> _YOUR OBJECTIVE_: Only one stretch of the data is wanted: the line containing "x=324, y=29", the line containing "x=101, y=216", and every line between them, copied exactly.
··········
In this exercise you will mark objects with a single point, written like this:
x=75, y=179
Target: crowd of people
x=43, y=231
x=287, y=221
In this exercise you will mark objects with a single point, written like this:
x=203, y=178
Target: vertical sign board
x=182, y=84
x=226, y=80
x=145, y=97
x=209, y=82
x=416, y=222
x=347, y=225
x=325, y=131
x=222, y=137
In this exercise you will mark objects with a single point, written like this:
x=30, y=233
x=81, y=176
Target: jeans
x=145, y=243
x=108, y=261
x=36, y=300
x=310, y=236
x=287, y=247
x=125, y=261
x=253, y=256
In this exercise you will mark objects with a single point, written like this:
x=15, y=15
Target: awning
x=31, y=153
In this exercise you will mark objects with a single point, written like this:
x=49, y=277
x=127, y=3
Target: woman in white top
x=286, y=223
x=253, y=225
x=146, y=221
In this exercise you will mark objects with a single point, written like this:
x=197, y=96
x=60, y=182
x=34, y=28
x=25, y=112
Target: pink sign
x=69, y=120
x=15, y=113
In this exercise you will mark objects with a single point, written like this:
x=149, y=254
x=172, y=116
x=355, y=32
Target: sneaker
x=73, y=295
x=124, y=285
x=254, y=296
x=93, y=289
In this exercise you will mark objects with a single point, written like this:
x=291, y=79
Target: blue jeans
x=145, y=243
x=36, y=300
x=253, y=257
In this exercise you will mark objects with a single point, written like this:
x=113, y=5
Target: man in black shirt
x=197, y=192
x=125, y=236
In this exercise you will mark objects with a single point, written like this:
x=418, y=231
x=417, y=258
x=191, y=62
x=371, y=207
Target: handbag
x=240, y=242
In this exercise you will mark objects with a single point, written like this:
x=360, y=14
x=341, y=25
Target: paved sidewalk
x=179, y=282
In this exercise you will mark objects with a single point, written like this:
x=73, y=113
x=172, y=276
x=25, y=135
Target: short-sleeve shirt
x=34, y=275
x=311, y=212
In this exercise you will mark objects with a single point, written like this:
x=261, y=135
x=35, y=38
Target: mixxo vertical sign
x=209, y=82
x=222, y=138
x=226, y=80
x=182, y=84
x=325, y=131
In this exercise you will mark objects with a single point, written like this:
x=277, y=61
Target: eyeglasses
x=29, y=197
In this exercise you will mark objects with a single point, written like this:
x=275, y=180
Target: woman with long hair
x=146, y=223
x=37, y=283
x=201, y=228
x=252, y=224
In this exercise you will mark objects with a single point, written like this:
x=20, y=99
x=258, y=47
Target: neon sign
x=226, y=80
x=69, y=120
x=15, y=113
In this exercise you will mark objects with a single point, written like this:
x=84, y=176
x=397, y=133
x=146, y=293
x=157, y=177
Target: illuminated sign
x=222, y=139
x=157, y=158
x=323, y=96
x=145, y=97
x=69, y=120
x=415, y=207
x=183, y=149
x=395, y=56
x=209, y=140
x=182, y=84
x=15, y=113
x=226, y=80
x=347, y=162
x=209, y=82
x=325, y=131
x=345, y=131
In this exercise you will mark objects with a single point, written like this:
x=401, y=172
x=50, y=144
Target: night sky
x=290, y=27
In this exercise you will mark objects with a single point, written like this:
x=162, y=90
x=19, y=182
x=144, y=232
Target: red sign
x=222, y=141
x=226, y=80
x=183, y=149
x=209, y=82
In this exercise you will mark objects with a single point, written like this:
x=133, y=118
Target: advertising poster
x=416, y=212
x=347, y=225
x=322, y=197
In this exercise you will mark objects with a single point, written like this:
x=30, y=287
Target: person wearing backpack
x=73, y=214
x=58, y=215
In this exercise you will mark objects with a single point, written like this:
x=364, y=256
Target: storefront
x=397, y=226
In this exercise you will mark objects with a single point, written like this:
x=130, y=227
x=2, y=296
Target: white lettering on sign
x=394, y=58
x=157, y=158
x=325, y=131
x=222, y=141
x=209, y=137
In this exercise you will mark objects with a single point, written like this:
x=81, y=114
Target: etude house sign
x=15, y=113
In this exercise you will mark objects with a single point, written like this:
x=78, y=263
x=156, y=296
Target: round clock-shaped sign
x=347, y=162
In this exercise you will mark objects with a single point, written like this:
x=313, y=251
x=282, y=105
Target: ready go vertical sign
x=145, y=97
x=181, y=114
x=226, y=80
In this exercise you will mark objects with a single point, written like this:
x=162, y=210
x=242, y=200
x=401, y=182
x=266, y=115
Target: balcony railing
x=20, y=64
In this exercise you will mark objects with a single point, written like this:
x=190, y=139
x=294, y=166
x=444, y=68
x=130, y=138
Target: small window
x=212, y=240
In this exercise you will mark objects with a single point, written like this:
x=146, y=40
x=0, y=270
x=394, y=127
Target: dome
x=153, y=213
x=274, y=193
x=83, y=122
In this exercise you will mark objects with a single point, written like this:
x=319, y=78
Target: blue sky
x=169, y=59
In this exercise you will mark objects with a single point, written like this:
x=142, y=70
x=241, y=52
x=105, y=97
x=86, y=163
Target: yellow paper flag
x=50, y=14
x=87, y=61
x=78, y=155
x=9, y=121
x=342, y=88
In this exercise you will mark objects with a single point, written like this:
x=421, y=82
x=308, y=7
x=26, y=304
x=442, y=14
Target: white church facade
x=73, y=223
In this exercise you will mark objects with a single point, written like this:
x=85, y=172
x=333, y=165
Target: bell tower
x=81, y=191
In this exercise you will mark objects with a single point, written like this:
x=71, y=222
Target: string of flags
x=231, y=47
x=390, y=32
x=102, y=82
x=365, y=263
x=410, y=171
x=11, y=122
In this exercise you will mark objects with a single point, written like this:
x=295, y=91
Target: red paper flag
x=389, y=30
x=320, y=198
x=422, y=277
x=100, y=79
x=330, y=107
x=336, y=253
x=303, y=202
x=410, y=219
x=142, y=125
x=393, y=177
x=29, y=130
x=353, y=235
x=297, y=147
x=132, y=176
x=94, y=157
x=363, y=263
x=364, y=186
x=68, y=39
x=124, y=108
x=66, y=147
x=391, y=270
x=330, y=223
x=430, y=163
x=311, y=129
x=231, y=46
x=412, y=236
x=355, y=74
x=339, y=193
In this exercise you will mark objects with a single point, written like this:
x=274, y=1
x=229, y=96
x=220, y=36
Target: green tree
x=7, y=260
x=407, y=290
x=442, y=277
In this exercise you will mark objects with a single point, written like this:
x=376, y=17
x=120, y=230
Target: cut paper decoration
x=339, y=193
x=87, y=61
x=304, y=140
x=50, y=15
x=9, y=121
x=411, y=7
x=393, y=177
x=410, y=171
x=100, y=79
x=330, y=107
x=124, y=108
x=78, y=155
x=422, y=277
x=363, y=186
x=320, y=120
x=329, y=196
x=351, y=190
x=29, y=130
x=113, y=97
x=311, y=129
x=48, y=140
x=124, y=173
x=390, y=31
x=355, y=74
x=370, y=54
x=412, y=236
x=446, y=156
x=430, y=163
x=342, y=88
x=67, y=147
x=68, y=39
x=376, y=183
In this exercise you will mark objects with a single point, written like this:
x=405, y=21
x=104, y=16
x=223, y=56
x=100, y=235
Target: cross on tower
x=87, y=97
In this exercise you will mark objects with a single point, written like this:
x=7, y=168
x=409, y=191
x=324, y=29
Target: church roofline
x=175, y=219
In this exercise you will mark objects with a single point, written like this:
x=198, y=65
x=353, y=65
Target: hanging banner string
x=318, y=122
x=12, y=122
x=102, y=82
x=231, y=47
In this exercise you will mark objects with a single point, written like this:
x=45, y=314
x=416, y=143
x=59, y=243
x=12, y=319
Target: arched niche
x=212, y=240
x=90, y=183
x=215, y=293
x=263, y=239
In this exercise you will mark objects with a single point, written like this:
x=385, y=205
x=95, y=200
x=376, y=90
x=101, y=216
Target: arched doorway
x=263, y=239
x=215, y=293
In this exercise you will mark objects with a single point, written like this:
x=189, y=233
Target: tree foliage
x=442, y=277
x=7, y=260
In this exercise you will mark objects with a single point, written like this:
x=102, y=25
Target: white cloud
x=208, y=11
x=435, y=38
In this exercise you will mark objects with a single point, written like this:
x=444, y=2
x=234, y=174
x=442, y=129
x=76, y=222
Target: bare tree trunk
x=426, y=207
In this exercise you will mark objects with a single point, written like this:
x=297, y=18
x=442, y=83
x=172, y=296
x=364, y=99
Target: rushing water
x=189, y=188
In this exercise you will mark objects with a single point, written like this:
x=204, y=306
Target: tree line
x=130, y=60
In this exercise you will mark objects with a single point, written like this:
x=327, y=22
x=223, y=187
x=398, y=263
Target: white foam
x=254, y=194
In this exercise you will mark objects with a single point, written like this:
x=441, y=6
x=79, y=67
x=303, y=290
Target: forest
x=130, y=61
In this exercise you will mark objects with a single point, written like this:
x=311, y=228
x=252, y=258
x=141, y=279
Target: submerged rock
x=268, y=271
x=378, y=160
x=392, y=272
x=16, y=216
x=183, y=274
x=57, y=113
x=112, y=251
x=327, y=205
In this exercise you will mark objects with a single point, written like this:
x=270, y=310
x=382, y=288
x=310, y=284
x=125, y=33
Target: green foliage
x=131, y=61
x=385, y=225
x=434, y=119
··········
> _RESPONSE FOR THIS EXERCISE_:
x=324, y=29
Target: church roofline
x=175, y=219
In this exercise you will mark objects with a single point, written like this:
x=198, y=65
x=353, y=65
Target: hanging banner string
x=318, y=122
x=12, y=122
x=102, y=82
x=231, y=47
In this exercise you will mark objects with a single point, written like this:
x=45, y=314
x=416, y=143
x=59, y=243
x=12, y=319
Target: arched niche
x=212, y=240
x=90, y=183
x=215, y=293
x=263, y=239
In this exercise you will mark objects with a single point, written like this:
x=385, y=205
x=95, y=200
x=376, y=90
x=101, y=216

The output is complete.